▶ [What you should do]
Copy the entire listing exactly.

▶ [The data]
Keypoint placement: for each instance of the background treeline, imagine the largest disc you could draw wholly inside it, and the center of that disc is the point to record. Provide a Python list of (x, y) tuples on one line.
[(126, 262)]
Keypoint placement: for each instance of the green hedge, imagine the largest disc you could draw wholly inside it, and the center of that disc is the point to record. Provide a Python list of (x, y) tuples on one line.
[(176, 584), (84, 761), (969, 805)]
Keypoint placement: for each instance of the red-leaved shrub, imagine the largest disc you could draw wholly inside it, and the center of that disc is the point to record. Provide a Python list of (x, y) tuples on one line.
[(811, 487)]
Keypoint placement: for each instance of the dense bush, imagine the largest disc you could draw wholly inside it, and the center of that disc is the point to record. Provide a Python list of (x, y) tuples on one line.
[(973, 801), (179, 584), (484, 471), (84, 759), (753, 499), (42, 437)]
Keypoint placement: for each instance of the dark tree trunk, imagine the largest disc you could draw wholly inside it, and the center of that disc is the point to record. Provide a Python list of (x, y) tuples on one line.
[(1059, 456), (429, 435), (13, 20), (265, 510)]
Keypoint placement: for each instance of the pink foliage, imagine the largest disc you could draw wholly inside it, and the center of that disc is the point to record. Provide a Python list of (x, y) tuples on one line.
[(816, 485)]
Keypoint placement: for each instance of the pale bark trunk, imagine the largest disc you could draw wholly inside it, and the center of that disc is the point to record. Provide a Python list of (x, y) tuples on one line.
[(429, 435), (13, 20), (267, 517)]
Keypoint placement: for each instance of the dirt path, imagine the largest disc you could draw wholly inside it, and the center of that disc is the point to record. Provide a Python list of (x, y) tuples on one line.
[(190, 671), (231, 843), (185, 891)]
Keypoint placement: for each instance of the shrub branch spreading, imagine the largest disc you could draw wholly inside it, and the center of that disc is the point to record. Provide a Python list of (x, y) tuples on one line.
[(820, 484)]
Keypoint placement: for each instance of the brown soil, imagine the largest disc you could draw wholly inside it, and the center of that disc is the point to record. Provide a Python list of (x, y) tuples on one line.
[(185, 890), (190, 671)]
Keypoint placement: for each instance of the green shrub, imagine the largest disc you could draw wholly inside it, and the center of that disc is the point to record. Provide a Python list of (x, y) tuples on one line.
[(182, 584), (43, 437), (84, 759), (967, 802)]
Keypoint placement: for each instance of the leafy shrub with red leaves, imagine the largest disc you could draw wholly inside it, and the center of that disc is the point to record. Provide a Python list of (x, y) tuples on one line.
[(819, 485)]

▶ [Completed task]
Keypoint placement: for each instance of the background treeline, imagine the largest disc you could draw wholly inside it, and the center of that disc is the point to record. Provide a Python list of (x, y) tuples on one line.
[(126, 262)]
Keypoint placement: for each instance of the green hedge, imagine the largest disc you could draw wholly inside it, and the center of that disc is the point to record. Provide a Python list of (x, y) tuples on one line.
[(176, 584), (84, 761), (969, 805)]
Keypoint placement: for each instance of the red-leaved shrub, imagine the largest disc you could draw wholly inside it, and the center of that disc is the point to record. Provide a Python list of (x, y) tuples on one line.
[(811, 487)]
Keypoint placement: for each instance of the dense bush, imagine the largest disc you could draw wholly inside it, and the center of that disc is the point to record. Provide a Python list of (x, y) tuples on one line.
[(973, 801), (179, 584), (484, 471), (84, 759), (753, 499), (42, 437)]
Keypoint placement: for each instance of the dark tree trunk, imagine the largest disc you could draw wholly inside it, and the center of that disc is the point to record. Provide a Python list of (x, y) tuples on one line.
[(1059, 456), (429, 435), (13, 20), (265, 510)]
Keypoint placement: for each instance of the pink foliage, imagine the largest disc you could draw wholly inside it, and the center of that disc is the point to record. Provide a Python list of (x, y) tuples on one line.
[(816, 485)]
Keypoint placement: for each instance of the pale bark trunk, imagine the largest disc you could draw wholly inside it, and the center of that disc is the point to record. Provide a Python list of (x, y) tuples on one line.
[(429, 435), (13, 20), (267, 517)]
Keypoint placement: for each instance of the dirt path, imagine the largest disc you could draw wholly inside it, and the center of that disc is the point to record. Provide a Python list of (x, y) tuples on one line.
[(190, 671), (231, 843), (185, 891)]
Keypoint placement: for each instance of the shrub branch spreading, imagine the largest disc you could draw wholly inside it, and the center of that disc is the point to record. Provide a Python list of (x, y) tuples on one line.
[(820, 484)]
Keypoint placement: for each instance of the brown soil, imagine the largest disc you could draw wholly inside it, and the center of that disc is the point to record. Provide a Python list of (x, y) tuples on one line.
[(185, 890), (190, 671)]
Keypoint placement: for each instance of the green shrub, imagine the largest disc you could draw wholly inside it, and the center of that disc is the point to record. Provide a Python list of (x, y) tuples on one line.
[(182, 584), (43, 437), (84, 759), (967, 802)]
Keypoint placement: for each instance of the leafy shrub with red leaves, imagine the largest disc you could draw wholly inside it, and the center of that disc is the point to record. Provide a Python list of (x, y) tuples on one line.
[(819, 485)]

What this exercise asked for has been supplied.